- **Task objective**: Copy all the lines of the data that include the word "tile".

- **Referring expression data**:
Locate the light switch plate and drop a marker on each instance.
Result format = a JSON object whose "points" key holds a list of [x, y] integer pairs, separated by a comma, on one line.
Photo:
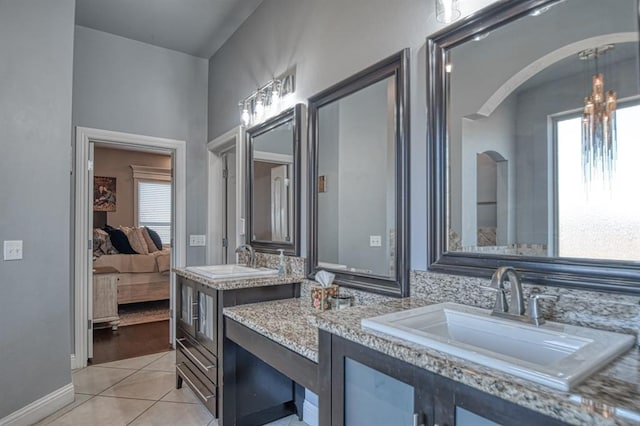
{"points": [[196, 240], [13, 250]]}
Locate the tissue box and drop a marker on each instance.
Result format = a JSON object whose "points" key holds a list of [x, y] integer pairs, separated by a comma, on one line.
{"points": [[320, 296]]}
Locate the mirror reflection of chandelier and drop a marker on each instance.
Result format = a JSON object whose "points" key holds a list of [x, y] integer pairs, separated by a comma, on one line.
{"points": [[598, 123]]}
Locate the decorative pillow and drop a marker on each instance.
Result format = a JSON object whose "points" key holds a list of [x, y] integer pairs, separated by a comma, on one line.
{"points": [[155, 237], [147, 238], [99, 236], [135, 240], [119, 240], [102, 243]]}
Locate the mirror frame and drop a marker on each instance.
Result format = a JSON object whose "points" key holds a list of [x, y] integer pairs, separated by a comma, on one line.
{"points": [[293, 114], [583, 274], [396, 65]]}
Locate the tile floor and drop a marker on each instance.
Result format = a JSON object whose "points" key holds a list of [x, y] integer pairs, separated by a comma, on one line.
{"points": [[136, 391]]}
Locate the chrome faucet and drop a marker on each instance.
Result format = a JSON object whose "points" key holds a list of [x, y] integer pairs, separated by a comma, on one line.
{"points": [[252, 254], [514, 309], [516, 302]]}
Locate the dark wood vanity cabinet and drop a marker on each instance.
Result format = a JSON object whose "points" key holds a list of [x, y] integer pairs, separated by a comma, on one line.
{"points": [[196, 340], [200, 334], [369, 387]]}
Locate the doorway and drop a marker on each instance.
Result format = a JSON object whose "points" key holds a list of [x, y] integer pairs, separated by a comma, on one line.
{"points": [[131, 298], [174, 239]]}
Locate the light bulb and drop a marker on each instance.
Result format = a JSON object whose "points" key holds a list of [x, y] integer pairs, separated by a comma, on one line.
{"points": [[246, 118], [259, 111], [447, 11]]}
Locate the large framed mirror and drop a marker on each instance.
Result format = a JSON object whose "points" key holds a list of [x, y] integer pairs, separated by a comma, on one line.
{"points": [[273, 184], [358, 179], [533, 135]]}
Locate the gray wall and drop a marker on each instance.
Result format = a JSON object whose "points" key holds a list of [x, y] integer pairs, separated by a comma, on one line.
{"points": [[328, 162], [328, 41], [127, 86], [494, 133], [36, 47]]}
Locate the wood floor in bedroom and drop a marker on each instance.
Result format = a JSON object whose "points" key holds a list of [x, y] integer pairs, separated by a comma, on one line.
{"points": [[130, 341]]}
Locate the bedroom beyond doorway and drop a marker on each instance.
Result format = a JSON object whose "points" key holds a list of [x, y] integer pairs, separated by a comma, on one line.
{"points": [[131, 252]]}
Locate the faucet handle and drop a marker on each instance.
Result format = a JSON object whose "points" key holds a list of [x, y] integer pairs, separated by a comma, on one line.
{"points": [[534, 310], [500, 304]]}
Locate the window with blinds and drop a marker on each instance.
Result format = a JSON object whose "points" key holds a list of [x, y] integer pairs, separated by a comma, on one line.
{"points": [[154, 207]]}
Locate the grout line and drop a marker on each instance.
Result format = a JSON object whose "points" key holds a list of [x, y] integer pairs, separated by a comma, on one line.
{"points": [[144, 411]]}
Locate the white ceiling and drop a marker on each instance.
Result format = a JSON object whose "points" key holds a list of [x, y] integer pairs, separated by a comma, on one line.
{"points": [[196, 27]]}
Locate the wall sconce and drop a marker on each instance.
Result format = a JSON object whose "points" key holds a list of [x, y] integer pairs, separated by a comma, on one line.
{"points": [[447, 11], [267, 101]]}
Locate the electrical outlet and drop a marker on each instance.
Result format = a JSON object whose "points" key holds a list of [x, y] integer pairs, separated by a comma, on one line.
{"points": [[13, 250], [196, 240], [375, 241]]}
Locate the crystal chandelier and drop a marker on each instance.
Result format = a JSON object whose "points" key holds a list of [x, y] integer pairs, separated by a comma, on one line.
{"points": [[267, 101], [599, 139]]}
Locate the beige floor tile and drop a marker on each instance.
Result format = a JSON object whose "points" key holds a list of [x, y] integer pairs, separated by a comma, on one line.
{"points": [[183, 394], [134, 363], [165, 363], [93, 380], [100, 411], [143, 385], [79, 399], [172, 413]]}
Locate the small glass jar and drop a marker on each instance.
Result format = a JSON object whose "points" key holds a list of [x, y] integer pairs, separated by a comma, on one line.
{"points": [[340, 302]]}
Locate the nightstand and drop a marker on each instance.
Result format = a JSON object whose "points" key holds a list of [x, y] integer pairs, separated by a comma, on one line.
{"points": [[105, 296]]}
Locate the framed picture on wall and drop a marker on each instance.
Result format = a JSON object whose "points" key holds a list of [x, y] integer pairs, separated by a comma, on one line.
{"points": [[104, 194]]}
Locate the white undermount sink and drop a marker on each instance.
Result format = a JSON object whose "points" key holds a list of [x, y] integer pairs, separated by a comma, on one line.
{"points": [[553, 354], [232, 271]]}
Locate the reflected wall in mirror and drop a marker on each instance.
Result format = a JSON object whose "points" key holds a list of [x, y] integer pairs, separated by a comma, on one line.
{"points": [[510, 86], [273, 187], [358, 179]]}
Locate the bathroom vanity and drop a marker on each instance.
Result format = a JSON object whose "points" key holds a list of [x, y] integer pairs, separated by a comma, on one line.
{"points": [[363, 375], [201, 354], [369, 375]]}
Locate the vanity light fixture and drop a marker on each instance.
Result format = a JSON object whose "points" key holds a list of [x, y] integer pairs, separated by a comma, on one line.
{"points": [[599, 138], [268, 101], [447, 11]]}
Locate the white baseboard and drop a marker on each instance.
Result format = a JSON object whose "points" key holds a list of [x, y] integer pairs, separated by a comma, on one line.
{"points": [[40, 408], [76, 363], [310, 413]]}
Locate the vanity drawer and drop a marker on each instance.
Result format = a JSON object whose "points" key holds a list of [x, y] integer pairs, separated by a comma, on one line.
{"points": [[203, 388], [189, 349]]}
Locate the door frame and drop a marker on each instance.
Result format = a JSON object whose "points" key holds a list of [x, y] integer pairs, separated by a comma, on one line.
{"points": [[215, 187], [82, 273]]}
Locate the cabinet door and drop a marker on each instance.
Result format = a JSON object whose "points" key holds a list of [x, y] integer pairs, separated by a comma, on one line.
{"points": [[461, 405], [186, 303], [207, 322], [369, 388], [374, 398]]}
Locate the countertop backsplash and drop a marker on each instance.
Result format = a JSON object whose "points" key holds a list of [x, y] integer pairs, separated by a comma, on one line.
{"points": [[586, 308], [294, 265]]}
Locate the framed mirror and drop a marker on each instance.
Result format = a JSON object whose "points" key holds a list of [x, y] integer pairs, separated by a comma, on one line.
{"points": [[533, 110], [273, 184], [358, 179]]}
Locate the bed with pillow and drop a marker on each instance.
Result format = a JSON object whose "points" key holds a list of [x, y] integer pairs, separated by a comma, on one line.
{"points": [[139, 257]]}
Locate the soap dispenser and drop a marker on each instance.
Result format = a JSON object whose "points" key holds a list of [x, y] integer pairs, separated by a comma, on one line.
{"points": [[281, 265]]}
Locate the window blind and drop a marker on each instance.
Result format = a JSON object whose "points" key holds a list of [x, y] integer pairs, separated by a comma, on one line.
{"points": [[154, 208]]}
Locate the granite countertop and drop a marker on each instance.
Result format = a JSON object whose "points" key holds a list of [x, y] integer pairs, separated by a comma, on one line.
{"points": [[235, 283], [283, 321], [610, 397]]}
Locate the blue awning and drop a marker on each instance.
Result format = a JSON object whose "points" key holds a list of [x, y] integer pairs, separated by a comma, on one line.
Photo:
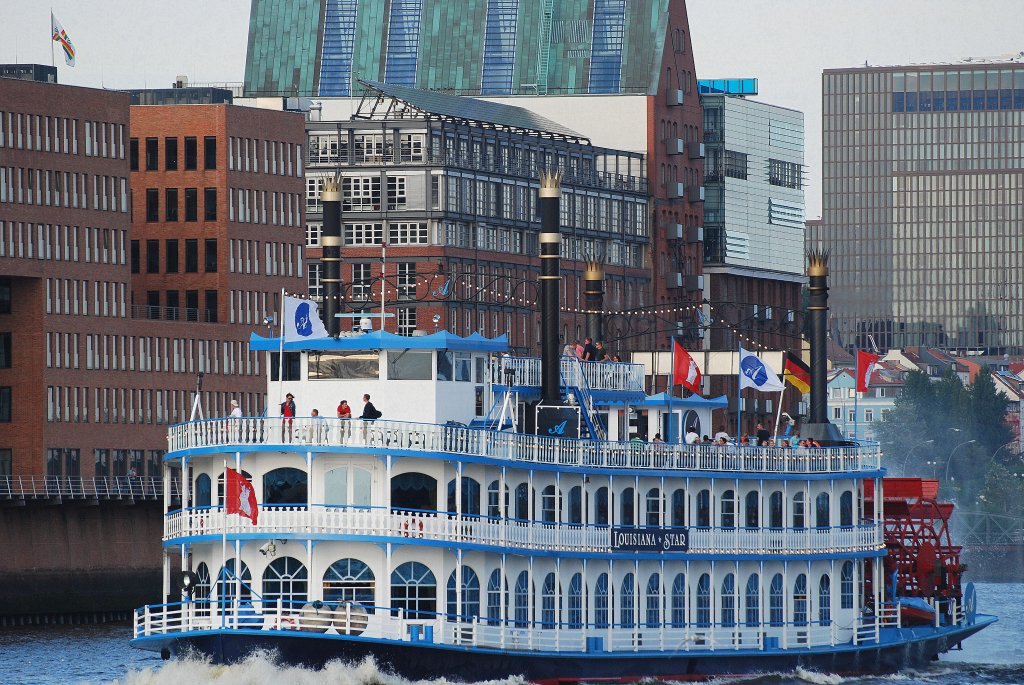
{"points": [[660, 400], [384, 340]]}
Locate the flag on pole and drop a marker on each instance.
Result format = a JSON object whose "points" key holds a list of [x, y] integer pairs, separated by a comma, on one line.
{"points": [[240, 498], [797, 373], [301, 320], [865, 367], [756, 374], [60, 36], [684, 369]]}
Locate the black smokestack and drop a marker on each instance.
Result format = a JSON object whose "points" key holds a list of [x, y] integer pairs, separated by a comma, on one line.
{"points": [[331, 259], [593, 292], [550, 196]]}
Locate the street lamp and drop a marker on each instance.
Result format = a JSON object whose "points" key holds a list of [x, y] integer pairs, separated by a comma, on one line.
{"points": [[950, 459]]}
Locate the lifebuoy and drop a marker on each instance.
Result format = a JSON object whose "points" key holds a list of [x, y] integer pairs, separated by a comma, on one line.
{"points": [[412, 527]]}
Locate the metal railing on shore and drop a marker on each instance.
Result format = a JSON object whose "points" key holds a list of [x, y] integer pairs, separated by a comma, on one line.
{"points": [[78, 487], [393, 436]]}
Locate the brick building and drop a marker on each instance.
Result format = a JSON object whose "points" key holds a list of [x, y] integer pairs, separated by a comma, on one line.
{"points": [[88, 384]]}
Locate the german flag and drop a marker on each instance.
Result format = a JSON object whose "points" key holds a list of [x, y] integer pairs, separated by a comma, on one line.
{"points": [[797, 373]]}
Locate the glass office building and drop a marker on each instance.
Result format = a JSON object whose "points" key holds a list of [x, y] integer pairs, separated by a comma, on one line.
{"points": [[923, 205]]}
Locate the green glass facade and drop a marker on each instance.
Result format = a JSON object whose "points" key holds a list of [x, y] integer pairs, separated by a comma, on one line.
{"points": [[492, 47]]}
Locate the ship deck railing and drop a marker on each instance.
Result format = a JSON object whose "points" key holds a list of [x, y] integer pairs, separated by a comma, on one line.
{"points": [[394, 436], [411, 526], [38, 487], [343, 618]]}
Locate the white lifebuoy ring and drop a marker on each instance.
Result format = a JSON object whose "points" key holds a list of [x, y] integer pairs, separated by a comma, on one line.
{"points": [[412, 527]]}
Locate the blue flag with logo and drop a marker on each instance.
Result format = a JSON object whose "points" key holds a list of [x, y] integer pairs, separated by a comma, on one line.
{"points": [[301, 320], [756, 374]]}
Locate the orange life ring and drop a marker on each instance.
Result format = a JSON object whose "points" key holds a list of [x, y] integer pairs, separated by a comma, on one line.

- **Response below**:
Locate the tile floor and drop a marker on each instance.
Locate the beige floor tile and drop a marker on each instance.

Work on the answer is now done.